EXERCISE BRIEF |
An exact reproduction is needed of every line from the beginning of the data down to and including the line that contains "Query: beige vest", minus the pictures.

PROVIDED RECORDS |
========

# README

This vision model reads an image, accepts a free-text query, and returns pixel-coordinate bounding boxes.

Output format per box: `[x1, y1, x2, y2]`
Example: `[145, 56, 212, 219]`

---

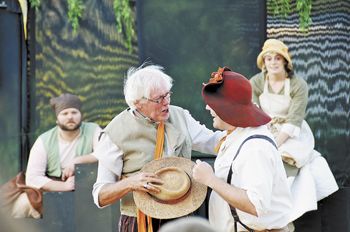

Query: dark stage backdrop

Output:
[137, 0, 266, 137]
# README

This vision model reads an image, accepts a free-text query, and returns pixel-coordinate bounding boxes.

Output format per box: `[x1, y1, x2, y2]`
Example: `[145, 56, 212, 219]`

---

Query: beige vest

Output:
[104, 105, 192, 216]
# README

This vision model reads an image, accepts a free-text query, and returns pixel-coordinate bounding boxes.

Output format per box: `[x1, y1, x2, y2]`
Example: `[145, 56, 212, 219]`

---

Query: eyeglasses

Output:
[143, 91, 172, 104]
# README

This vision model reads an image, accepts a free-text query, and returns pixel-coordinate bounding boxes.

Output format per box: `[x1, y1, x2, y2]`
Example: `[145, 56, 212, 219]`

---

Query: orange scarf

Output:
[214, 130, 233, 153]
[137, 121, 165, 232]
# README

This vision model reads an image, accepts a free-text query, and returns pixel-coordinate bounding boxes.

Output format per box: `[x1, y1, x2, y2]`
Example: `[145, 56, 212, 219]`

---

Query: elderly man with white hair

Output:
[93, 64, 223, 232]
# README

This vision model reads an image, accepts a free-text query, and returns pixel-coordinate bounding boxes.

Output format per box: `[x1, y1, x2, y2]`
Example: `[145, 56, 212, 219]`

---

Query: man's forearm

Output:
[74, 154, 98, 164]
[98, 181, 132, 207]
[209, 177, 258, 216]
[41, 179, 73, 192]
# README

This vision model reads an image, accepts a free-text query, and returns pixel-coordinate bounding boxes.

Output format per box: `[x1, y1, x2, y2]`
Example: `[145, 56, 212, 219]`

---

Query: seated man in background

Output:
[1, 93, 101, 219]
[26, 93, 101, 192]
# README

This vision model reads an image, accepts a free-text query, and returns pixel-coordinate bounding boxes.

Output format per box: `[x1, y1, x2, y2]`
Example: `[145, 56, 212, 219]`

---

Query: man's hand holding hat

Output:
[128, 172, 163, 193]
[133, 157, 207, 219]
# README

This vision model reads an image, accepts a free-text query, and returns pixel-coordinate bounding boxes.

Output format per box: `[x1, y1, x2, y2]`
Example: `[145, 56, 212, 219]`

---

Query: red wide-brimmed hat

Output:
[202, 67, 271, 128]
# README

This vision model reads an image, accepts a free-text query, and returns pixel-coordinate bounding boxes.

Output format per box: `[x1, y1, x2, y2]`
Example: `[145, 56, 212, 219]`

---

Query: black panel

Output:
[0, 0, 23, 184]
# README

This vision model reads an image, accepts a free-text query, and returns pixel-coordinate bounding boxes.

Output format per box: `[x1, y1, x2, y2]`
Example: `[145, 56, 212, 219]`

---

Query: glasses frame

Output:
[143, 91, 173, 104]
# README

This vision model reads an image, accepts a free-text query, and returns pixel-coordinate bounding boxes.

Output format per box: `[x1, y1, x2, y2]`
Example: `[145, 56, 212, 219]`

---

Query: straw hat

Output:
[202, 67, 271, 128]
[133, 157, 207, 219]
[256, 39, 293, 71]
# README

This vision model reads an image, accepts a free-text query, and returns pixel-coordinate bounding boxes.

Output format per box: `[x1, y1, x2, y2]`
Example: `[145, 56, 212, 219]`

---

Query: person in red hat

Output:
[250, 39, 338, 221]
[193, 67, 293, 232]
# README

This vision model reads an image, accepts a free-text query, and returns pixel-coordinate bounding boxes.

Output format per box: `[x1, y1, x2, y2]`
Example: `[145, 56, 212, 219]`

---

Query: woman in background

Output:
[250, 38, 338, 221]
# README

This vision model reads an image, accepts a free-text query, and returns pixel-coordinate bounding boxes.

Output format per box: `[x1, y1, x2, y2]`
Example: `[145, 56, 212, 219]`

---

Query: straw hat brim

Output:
[133, 157, 207, 219]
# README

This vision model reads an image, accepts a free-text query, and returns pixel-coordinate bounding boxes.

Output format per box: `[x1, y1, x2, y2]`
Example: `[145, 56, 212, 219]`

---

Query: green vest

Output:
[104, 105, 192, 216]
[40, 122, 98, 177]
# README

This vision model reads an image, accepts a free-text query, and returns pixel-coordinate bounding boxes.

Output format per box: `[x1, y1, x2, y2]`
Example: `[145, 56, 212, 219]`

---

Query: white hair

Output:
[124, 64, 173, 109]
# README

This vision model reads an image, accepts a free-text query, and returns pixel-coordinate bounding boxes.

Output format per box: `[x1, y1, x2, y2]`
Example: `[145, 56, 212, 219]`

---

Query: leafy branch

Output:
[29, 0, 40, 9]
[268, 0, 313, 30]
[113, 0, 136, 52]
[296, 0, 312, 30]
[67, 0, 85, 35]
[269, 0, 291, 18]
[28, 0, 136, 50]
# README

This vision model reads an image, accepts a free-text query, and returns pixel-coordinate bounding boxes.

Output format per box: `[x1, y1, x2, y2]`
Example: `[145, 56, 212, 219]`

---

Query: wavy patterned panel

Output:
[32, 0, 138, 140]
[267, 0, 350, 184]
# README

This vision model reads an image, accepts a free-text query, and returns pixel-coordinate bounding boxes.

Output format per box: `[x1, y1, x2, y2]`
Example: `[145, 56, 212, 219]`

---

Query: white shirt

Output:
[25, 126, 101, 188]
[92, 109, 224, 208]
[209, 126, 292, 231]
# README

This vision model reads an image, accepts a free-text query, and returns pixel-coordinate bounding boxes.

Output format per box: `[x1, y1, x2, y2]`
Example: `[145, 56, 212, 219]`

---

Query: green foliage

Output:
[268, 0, 312, 30]
[296, 0, 312, 30]
[67, 0, 85, 35]
[29, 0, 312, 47]
[113, 0, 136, 52]
[29, 0, 40, 9]
[28, 0, 136, 51]
[269, 0, 291, 17]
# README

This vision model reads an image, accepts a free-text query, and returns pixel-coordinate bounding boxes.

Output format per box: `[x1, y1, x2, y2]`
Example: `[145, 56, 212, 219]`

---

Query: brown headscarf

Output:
[50, 93, 82, 116]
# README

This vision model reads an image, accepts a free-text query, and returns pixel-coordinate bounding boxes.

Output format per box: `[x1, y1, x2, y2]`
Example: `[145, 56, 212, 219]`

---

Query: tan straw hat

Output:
[133, 157, 207, 219]
[256, 39, 293, 71]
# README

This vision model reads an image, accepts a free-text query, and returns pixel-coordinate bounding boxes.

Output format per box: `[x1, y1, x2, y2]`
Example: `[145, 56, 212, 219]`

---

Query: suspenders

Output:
[225, 135, 277, 232]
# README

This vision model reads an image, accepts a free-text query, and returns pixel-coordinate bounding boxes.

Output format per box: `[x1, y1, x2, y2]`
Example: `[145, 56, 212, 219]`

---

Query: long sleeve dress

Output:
[250, 73, 338, 221]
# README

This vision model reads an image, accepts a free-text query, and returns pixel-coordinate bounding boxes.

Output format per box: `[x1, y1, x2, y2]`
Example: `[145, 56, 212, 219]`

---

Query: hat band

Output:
[148, 181, 192, 205]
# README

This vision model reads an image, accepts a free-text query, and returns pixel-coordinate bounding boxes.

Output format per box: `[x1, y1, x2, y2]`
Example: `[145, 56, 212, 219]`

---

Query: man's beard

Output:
[57, 121, 82, 131]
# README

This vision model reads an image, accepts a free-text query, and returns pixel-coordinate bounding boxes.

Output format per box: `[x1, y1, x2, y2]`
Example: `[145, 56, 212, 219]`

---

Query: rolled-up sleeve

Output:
[92, 133, 123, 208]
[25, 138, 54, 189]
[235, 142, 276, 218]
[184, 109, 224, 154]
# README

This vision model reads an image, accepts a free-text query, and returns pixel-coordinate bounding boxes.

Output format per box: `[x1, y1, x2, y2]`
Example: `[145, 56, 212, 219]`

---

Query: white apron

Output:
[259, 78, 338, 221]
[259, 78, 314, 167]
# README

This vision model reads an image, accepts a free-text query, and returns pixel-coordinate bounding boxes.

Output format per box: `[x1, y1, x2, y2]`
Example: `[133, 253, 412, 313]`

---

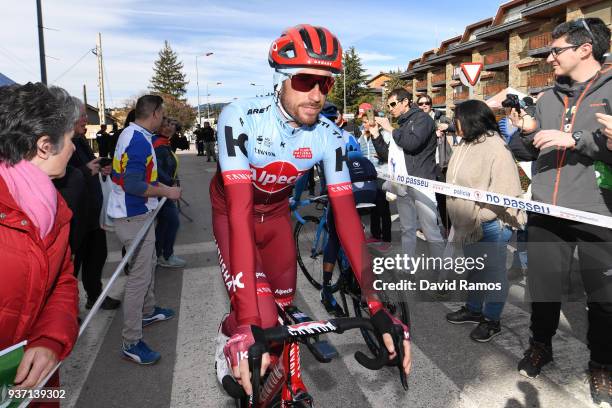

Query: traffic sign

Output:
[459, 62, 484, 87]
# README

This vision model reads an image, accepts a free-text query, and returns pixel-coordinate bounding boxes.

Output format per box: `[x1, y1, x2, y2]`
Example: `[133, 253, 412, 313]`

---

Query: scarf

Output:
[0, 160, 57, 239]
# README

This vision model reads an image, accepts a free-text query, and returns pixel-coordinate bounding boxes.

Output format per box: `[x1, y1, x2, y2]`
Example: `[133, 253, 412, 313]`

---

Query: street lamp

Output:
[195, 51, 214, 125]
[207, 81, 223, 119]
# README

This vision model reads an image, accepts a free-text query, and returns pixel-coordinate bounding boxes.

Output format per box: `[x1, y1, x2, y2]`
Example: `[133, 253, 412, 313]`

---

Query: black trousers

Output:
[527, 214, 612, 364]
[370, 188, 391, 242]
[74, 227, 108, 301]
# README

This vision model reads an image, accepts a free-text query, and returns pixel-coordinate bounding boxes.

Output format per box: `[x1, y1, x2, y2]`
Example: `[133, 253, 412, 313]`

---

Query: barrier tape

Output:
[18, 197, 167, 408]
[377, 167, 612, 230]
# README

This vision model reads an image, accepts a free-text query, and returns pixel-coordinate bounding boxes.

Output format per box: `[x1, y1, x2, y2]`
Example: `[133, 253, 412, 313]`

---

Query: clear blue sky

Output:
[0, 0, 502, 107]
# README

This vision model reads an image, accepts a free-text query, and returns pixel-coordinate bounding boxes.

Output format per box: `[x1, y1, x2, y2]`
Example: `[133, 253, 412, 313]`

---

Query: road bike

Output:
[292, 196, 411, 356]
[222, 303, 407, 407]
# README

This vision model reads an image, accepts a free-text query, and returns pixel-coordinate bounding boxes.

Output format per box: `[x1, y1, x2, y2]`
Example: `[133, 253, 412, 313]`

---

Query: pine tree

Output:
[327, 47, 369, 114]
[384, 69, 409, 95]
[149, 41, 188, 99]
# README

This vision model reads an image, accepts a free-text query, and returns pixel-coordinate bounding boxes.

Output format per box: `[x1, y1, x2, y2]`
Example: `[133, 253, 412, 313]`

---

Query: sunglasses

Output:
[285, 73, 335, 95]
[387, 98, 406, 109]
[417, 101, 431, 106]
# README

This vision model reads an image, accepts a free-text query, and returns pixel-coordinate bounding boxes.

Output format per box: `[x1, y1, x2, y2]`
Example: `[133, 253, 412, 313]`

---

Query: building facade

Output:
[398, 0, 611, 113]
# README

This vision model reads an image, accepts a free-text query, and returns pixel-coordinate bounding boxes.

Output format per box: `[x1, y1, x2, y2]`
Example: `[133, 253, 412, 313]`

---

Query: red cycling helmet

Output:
[269, 24, 343, 74]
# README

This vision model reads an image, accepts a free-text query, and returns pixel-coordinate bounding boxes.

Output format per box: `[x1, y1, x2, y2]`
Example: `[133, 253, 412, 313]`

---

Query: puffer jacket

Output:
[0, 175, 79, 361]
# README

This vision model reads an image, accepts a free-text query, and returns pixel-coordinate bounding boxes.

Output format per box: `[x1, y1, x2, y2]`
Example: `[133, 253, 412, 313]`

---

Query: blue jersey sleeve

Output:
[217, 104, 252, 185]
[321, 130, 352, 197]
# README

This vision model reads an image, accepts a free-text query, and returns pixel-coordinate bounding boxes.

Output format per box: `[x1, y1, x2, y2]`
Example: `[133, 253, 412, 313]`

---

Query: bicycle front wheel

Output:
[294, 215, 339, 291]
[351, 277, 410, 356]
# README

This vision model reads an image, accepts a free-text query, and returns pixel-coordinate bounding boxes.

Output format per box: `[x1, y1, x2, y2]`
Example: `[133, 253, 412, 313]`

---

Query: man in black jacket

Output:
[372, 88, 445, 276]
[70, 99, 121, 310]
[201, 121, 217, 162]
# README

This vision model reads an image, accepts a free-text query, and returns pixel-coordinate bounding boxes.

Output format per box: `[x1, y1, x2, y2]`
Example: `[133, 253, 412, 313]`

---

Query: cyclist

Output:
[211, 24, 411, 396]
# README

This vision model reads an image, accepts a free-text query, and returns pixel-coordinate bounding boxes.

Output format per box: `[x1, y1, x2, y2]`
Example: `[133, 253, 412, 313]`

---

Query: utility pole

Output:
[195, 56, 201, 125]
[83, 84, 87, 107]
[36, 0, 47, 84]
[96, 33, 106, 125]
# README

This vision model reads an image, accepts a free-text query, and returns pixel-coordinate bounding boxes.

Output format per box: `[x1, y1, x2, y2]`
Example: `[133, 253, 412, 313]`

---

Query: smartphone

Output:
[99, 157, 112, 167]
[603, 98, 611, 115]
[366, 109, 375, 126]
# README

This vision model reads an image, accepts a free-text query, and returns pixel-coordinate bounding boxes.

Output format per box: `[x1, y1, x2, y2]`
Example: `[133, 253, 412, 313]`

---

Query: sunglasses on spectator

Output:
[283, 73, 335, 95]
[572, 18, 594, 41]
[417, 101, 431, 106]
[388, 98, 407, 109]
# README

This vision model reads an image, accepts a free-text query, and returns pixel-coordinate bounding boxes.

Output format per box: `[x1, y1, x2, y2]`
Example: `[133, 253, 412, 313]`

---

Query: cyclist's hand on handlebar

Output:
[371, 309, 412, 376]
[223, 325, 270, 396]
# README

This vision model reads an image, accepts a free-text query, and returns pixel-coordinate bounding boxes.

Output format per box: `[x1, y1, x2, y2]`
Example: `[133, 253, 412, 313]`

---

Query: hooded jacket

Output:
[372, 106, 437, 180]
[523, 64, 612, 215]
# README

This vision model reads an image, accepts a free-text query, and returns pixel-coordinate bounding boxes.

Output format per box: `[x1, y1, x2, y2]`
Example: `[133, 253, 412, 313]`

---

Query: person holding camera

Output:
[357, 102, 392, 244]
[372, 88, 446, 275]
[510, 18, 612, 405]
[67, 99, 121, 311]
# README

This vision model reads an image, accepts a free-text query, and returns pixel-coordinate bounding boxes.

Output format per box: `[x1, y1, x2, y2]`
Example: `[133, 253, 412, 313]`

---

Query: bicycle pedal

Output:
[307, 339, 338, 362]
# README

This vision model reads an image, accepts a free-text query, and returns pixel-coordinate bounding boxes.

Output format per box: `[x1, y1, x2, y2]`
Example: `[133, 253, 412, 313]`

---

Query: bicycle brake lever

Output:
[392, 326, 409, 391]
[248, 343, 265, 406]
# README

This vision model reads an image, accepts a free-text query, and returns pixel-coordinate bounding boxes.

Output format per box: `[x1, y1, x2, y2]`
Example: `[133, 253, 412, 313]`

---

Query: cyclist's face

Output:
[280, 68, 330, 126]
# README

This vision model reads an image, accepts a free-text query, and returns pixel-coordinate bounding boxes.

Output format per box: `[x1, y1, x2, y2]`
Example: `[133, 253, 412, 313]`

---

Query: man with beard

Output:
[210, 24, 411, 397]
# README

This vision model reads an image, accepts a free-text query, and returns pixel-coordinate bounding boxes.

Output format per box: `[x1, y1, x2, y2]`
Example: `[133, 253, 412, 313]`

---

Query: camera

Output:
[501, 93, 522, 113]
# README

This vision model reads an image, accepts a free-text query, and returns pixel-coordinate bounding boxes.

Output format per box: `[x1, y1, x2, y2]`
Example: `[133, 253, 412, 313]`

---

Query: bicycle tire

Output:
[294, 215, 340, 291]
[351, 274, 410, 356]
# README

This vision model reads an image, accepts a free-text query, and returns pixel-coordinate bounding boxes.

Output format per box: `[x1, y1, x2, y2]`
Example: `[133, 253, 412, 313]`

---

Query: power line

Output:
[0, 45, 38, 77]
[51, 48, 94, 85]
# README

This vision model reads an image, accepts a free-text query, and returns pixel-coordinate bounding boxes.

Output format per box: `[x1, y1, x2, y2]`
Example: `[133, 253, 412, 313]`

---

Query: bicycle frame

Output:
[292, 198, 329, 261]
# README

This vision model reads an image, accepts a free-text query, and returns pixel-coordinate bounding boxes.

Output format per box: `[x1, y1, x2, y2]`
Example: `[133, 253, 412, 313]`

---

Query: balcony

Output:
[482, 82, 506, 98]
[432, 95, 446, 106]
[528, 32, 552, 57]
[484, 50, 509, 70]
[528, 71, 555, 92]
[416, 79, 428, 91]
[453, 91, 469, 103]
[431, 72, 446, 86]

========

RESULT OF THIS EXERCISE |
# README

This vision model reads an image, accepts a free-text query, and returns pixel-coordinate bounding boxes.

Output format per box: `[x1, y1, x2, y2]`
Example: `[145, 56, 212, 219]`

---


Query: dark stage backdrop

Output:
[137, 0, 266, 137]
# README

This vision model reads an image, accepts a free-text query, and returns pixel-coordinate bounding boxes.

Output format per box: `[x1, y1, x2, y2]`
Example: `[145, 56, 212, 219]`

---

Query: beige vest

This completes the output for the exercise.